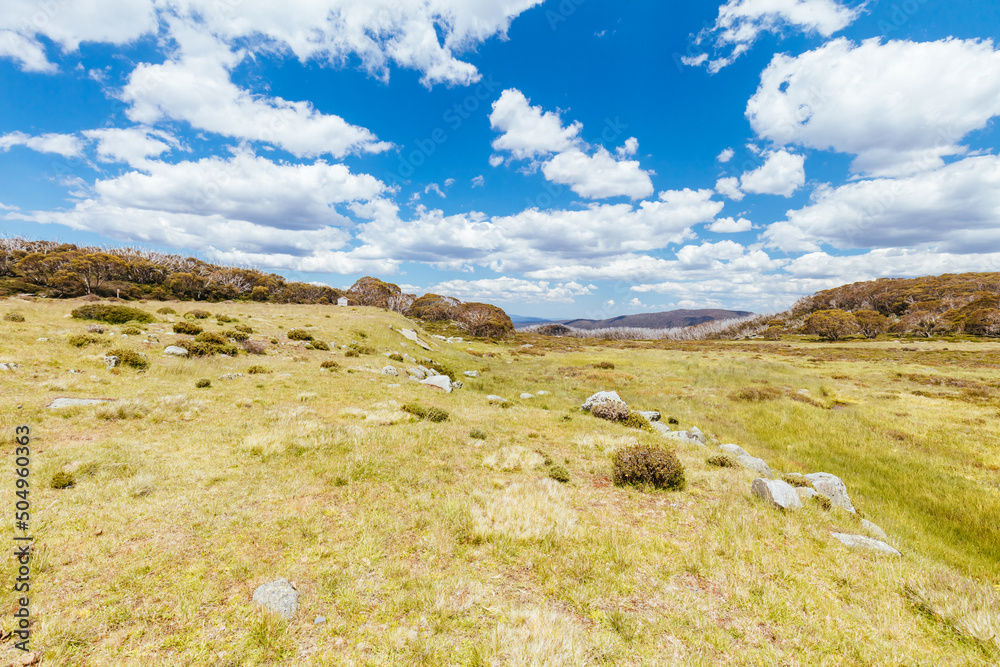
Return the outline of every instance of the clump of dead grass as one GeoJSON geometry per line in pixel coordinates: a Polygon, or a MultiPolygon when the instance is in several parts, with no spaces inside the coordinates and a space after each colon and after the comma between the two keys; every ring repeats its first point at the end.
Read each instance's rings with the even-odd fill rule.
{"type": "Polygon", "coordinates": [[[1000,593],[989,585],[941,570],[911,579],[904,593],[918,610],[1000,657],[1000,593]]]}
{"type": "Polygon", "coordinates": [[[483,465],[487,468],[505,472],[533,470],[544,464],[544,456],[521,445],[501,447],[483,459],[483,465]]]}
{"type": "MultiPolygon", "coordinates": [[[[576,513],[566,491],[555,480],[516,482],[493,494],[484,508],[472,512],[472,532],[480,539],[494,536],[522,541],[555,541],[576,530],[576,513]]],[[[544,664],[544,663],[539,663],[544,664]]]]}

-*-*-

Your goal => Your answer is to contain exactly the lines from the one holding "Read each instance's" to the end of the entries, with no other line.

Result of the exercise =>
Read each instance's rings with the even-odd fill rule.
{"type": "Polygon", "coordinates": [[[1000,593],[989,585],[941,570],[911,579],[904,593],[918,610],[1000,657],[1000,593]]]}
{"type": "Polygon", "coordinates": [[[483,465],[487,468],[505,472],[533,470],[544,464],[544,456],[521,445],[501,447],[483,459],[483,465]]]}
{"type": "MultiPolygon", "coordinates": [[[[576,513],[566,491],[555,480],[516,482],[493,494],[484,508],[472,512],[472,532],[480,539],[494,536],[522,541],[555,541],[576,530],[576,513]]],[[[544,664],[544,663],[539,663],[544,664]]]]}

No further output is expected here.